Data listing
---
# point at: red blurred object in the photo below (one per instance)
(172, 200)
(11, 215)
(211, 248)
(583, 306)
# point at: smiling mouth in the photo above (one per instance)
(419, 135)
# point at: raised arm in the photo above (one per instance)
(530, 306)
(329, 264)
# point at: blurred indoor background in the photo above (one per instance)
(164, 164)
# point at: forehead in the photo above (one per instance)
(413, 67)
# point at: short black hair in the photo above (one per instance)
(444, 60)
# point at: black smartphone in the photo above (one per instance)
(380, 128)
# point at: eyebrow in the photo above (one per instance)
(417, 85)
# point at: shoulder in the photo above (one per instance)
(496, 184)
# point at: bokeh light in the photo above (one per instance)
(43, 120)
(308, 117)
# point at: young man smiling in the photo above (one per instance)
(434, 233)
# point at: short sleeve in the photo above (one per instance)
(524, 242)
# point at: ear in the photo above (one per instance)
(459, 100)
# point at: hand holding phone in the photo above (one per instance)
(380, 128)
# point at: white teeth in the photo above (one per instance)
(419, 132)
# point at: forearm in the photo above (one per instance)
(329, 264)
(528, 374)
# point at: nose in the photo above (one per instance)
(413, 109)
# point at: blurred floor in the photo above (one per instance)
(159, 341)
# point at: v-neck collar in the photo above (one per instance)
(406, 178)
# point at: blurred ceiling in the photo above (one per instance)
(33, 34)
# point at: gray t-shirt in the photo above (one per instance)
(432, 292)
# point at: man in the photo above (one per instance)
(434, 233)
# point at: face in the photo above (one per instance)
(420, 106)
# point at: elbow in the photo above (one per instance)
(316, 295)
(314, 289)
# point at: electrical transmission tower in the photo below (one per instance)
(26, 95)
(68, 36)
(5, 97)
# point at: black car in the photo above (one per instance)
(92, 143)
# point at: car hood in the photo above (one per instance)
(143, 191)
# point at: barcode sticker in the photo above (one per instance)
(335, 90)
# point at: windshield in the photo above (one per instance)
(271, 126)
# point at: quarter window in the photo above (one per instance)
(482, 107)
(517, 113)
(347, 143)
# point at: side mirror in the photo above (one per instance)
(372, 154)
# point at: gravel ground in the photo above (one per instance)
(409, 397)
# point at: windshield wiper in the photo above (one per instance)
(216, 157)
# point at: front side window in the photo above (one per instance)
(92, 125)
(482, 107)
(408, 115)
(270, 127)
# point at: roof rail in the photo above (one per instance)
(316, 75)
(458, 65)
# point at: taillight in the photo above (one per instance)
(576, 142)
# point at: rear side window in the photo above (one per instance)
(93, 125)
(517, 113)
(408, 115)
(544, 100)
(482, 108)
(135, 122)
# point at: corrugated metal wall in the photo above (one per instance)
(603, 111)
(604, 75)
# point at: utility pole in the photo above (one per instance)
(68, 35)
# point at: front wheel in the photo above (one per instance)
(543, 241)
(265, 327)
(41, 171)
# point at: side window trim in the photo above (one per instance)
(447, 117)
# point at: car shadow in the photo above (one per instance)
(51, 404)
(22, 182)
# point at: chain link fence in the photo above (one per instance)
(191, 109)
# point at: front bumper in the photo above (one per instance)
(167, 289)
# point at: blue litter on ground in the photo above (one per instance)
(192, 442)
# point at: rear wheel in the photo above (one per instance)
---
**TO DO:** Arrange all the entries above as a numbered list, leaving out any blank lines.

**EXPECTED ANSWER:**
1. # point at: red blurred object in the photo below (one per instance)
2. (172, 200)
3. (11, 215)
4. (211, 248)
5. (583, 306)
6. # point at: smiling mouth in the photo above (one per instance)
7. (419, 135)
8. # point at: raised arm in the photo above (one per instance)
9. (530, 306)
10. (329, 264)
11. # point at: blurred indoor background in the photo above (one per instance)
12. (164, 164)
13. # point at: forehead in the photo above (one per instance)
14. (413, 67)
15. # point at: short black hair in the photo above (one per instance)
16. (444, 60)
17. # point at: black smartphone in the photo above (one per instance)
18. (380, 128)
19. # point at: eyebrow in the photo above (one per instance)
20. (417, 85)
21. # point at: shoulder in the photo above (one per instance)
22. (496, 184)
23. # point at: bokeh light in the photo above (one per instance)
24. (43, 120)
25. (308, 117)
26. # point at: young man smiling in the photo above (one per instance)
27. (434, 233)
28. # point at: short sleeve in the photo above (one per instance)
29. (524, 242)
30. # point at: ear in the photo above (one per instance)
31. (459, 100)
32. # point at: hand holding phone in the photo above (one per instance)
33. (380, 128)
34. # point at: white teeth in the photo above (one per instance)
35. (419, 132)
36. # point at: forearm in the photo above (one per instance)
37. (329, 264)
38. (528, 374)
39. # point at: nose in the photo above (one per instance)
40. (413, 109)
41. # point at: blurred floor in the photo above (one per instance)
42. (159, 341)
43. # point at: v-neck collar in the photo above (one per instance)
44. (406, 178)
45. # point at: blurred ceiling in the photo above (one per instance)
46. (33, 34)
47. # point at: gray t-shirt in the photo above (one per instance)
48. (432, 292)
49. # point at: man in the photo above (one per instance)
50. (434, 233)
51. # point at: face in the photo above (one per instance)
52. (420, 106)
53. # point at: elbow in the photo above (one per instance)
54. (316, 295)
55. (314, 289)
56. # point at: electrical transmission tower in the photo below (one per instance)
57. (26, 95)
58. (68, 36)
59. (5, 97)
60. # point at: black car in the photo above (one per instance)
61. (92, 143)
62. # point at: car hood in the photo above (one per instance)
63. (143, 191)
64. # point at: barcode sticker in the photo above (one per instance)
65. (335, 90)
66. # point at: windshield in the photo above (one per instance)
67. (271, 126)
68. # point at: quarter window in the photo above (one per instance)
69. (482, 107)
70. (517, 113)
71. (347, 143)
72. # point at: side mirror in the photo above (one per instance)
73. (372, 154)
74. # point at: gravel ground in the photo above (one per instance)
75. (409, 397)
76. # point at: windshield wiper in the photo above (one per instance)
77. (216, 157)
78. # point at: front side window in the photo above (one per instance)
79. (92, 125)
80. (482, 107)
81. (408, 115)
82. (270, 127)
83. # point at: roof rail in the photo above (one per instance)
84. (316, 75)
85. (458, 65)
86. # point at: taillight in the photo above (one per instance)
87. (576, 142)
88. # point at: rear side window in the photo above (one per instance)
89. (93, 125)
90. (517, 113)
91. (408, 115)
92. (544, 100)
93. (482, 108)
94. (135, 122)
95. # point at: corrugated metal wall in the photo above (one per instance)
96. (603, 111)
97. (604, 75)
98. # point at: utility pole in the photo above (one per instance)
99. (68, 35)
100. # point at: front wheel in the photo above (one per instance)
101. (543, 241)
102. (265, 327)
103. (41, 171)
104. # point at: side window trim in the photo above (one per instance)
105. (447, 117)
106. # point at: car shadow in the photo above (one per instance)
107. (51, 404)
108. (22, 182)
109. # point at: chain link fence in the photo above (one per instance)
110. (191, 109)
111. # point at: front bumper in the photo above (one per instance)
112. (167, 289)
113. # point at: blue litter on ground in the photo above (one per instance)
114. (192, 442)
115. # point at: rear wheel in the photo above (one per instance)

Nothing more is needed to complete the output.